------ Entries shown ------

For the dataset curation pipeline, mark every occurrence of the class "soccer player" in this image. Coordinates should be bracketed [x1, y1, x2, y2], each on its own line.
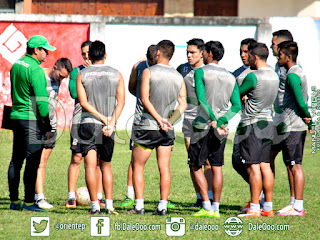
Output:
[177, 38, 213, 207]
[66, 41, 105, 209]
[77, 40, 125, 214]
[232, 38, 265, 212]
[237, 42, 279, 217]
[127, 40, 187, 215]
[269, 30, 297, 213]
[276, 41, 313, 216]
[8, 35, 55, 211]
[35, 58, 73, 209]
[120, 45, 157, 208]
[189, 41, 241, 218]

------

-- Task brief --
Pictures don't belong in the copy. Transcribe every record exactly as it appears.

-- Written response --
For the dataset curation pipeline, mark every occurrence of the class "soccer player" in this image. Coordinates should be bracketed [x1, y1, x2, y2], each on its own line.
Output:
[177, 38, 213, 207]
[66, 41, 105, 209]
[77, 40, 125, 214]
[232, 38, 265, 212]
[237, 42, 279, 217]
[127, 40, 187, 215]
[269, 30, 297, 213]
[276, 41, 313, 216]
[8, 35, 55, 211]
[35, 58, 73, 209]
[120, 45, 157, 208]
[189, 41, 241, 218]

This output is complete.